* _EXERCISE SET_:
[A] In the history of the band Brats, who chose the band's name?
[B] Pick up the history of the band Brats where it stops and continue it.

- Origin: Tokyo, Japan
- Genres: Rock, punk rock, alternative rock
- Years active: 2011–2024
- Members: Rei Kuromiya Aya Kuromiya
- Past members: Maria Seira Goto Hinako
- Website: brats-official.com

= Brats (band) =

Japanese band

Brats (stylized as BRATS) is a Japanese all-female rock band formed in 2011 by sisters Rei and Aya Kuromiya. In 2015, guitarist Hinako became an official member of the group. The band released their first full-length album BRATS in 2018, which contained theme songs from the anime series To Be Hero and the Japanese film Slavemen. In 2024, the band announced they were suspending activities indefinitely.

==History==
Brats was formed in Tokyo in August 2011 by sisters Rei Kuromiya and Aya Kuromiya, when they were 10- and 12-years-old, respectively. The band name was chosen by Rei because of her "brat"-like personality. On August 15, 2012, Brats released their first demo CD "Gangan Do it!" on the same day as their first performance at Shibuya Club Quattro. On August 25, they received a special award in the 634 Band Contest at Azumabashi Fest. On May 3, 2013, Brats performed at Imax Live 2013 held at Ikebukuro's RUIDO K3, and held their first solo live show on August 11, 2013, at the same venue. On April 10, 2015, they released their independently produced first single, "Misery".

On November 21, 2015, Brats released the music video "14-sai-byou" ("14-year-old disease"). The song, produced by Urbangarde's Temma Matsunaga, featured the band performing in techno-rock style connected to religious, lolita, and horror imagery, but Rei later stated that she felt the song and its video weren't true to her vision of the band: "It's what Temma-san felt Brats was, and we jumped into the world of Urbangarde." The band paused activities in March 2015, and Rei Kuromiya temporarily joined the group Ladybaby, continuing through November 2017. On December 24, 2016, Brats posted a teaser image on their website with the date "12.27.16", and 3 days later, on December 27, Brats revealed their new hard rock style in the music video "Ainikoiyo", the opening theme from the Japanese anime To Be Hero. Rei explained the decision to move in a hard rock direction was rooted in the band members coming of age: "Now, the three of us are a bit older and we can express more of our own opinions, like 'We want to rock more!' We feel confident about our direction, so we have no doubt about our future."

On March 29, 2017, Brats returned to live performances with the free solo concert, "Reborn", at Ikebukuro's Live Inn Rosa, their first live performance in over 2 years. At the show, they announced the upcoming release of a double-A-side single, which would include bonus live content in special Japanese and international editions. On March 3, 2017, Brats released the music video for the song "Nounai Shoukyo Game", which served as the theme song for the Japanese film Slavemen, directed by Noboru Iguchi. On June 21, 2017, Brats released the double-A-side single "Ainikoiyo"/"Nounai Shoukyo Game", with additional live tracks available in the Japanese limited-edition CD and international digital release, breaking into the Oricon Top 100 at number 92 and reaching number 8 on the Oricon Indies chart.

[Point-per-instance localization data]
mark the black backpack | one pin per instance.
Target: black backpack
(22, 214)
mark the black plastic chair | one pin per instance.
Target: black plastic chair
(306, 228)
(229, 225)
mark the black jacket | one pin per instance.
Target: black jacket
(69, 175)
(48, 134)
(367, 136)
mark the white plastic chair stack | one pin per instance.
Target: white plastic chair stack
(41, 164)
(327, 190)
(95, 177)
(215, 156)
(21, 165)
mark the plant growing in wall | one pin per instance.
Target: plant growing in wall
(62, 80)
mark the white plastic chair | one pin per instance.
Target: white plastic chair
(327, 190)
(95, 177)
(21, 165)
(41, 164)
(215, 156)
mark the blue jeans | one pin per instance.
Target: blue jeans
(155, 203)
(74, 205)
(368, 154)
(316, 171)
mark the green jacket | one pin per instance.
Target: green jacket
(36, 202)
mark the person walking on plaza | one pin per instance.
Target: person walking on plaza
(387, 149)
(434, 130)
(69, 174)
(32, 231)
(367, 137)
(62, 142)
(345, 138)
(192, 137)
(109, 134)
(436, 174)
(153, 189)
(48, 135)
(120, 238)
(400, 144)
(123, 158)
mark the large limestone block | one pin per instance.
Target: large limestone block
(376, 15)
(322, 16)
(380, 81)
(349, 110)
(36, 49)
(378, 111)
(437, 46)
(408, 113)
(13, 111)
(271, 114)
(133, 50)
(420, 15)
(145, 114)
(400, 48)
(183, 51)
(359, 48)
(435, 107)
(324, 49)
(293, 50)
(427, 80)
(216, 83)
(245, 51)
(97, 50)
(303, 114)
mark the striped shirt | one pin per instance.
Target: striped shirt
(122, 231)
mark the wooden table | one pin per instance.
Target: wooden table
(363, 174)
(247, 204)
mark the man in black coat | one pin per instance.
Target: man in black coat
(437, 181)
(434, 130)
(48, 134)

* _RESPONSE LIST_:
[A] Rei Kuromiya chose the name because of her "brat"-like personality.

[B]
On July 25, 2018, the band released their first full-length album, self-titled BRATS, which included "Ainikoiyo" and "Nounai Shoukyo Game" along with new songs and fully mastered versions of the previously released live tracks. The album reached number 111 on the Oricon chart, and featured lead singer Rei's first attempt at writing lyrics, credited as co-writer of the songs "Pain" and "Lost Place". Brats made their first live concert appearance outside of Japan at "Ambitious Girls Series 1" at West Bridge Hall in Seoul, South Korea, alongside idol-metal group Broken by the Scream on January 20, 2019. The band used concert footage from the event in their music video for "Unfair".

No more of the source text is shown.